EJERCICIOS ESCRITOS
[a] Reescribe el texto sobre la exposición de Matisse desde "Por eso, la" hasta "del maestro francés." y sustituye "espectadores" por "visitantes".
[b] Enumera todas las ciudades que se mencionan en el texto sobre la exposición de Matisse.
[c] Prolonga el texto sobre la exposición de Matisse a partir de su última oración.

-------- FRAGMENTO PROPUESTO --------

Las últimas obras de Matisse, esos famosos papeles recortados "a vivo en el color", respiran tal vitalidad 
que no han dejado de inspirar a una gran parte de la joven pintura de hoy.
Por eso, la exposición del Grand Palais —que amenaza eclipsar el record de público logrado por la 
retrospectiva de Picasso en 1967, a la que asistieron 800 mil espectadores— es una oportuna fiesta para 
los ojos. El crítico norteamericano Pierre Schneider debió acudir a coleccionistas privados tan difíciles como 
el productor cinematográfico Otto Preminger, el multimillonario suizo Franz Meyer y el magnate naviero 
Stavros Niarchos: a los museos de Baltimore, San Francisco y de Arte Moderno de Nueva York; al gobierno 
soviético (que prestó las 20 obras que se exhiben en el museo del Hermitage. en Leningrado); a la familia 
de Matisse, y al mismísimo Pablo Picasso. Tras casi cuatro años se pudieron reunir las 270 piezas que 
configuran el más colosal panorama de la hazaña plástica del maestro francés.

-------- EXTRACTO DE DATOS --------

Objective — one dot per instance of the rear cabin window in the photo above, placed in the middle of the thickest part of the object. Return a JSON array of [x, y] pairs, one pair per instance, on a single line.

--------

CONJUNTO DE RESPUESTAS
[a]
Por eso, la exposición del Grand Palais —que amenaza eclipsar el record de público logrado por la 
retrospectiva de Picasso en 1967, a la que asistieron 800 mil visitantes— es una oportuna fiesta para 
los ojos. El crítico norteamericano Pierre Schneider debió acudir a coleccionistas privados tan difíciles como 
el productor cinematográfico Otto Preminger, el multimillonario suizo Franz Meyer y el magnate naviero 
Stavros Niarchos: a los museos de Baltimore, San Francisco y de Arte Moderno de Nueva York; al gobierno 
soviético (que prestó las 20 obras que se exhiben en el museo del Hermitage. en Leningrado); a la familia 
de Matisse, y al mismísimo Pablo Picasso. Tras casi cuatro años se pudieron reunir las 270 piezas que 
configuran el más colosal panorama de la hazaña plástica del maestro francés.

[b] Baltimore, San Francisco, Nueva York, Leningrado

[c]
Allí, las jóvenes generaciones ven las cosas claras: Matisse es el anti-Picasso, el sereno defensor de la 
forma, de la composición, de la alegría de pintar, de la superficie largamente coloreada y de la pintura lisa 
"untada como una rebanada de pan con mermelada".
A los 23 años, el futuro campeón del "fauvismo" gastaba anteojos de oro, barba roja, ojos miopes y un aire 
muy reservado. En el barrio parisiense de Montparnasse lo llamaban "el doctor" debido a su aspecto.
Curiosamente, él quería ese título: para lograrlo se empleó en un estudio de abogado. Pero se aburría, 
aunque la metrópoli ofrecía novedades tan fascinantes como la nueva Torre Eiffel y los primeros 
automóviles.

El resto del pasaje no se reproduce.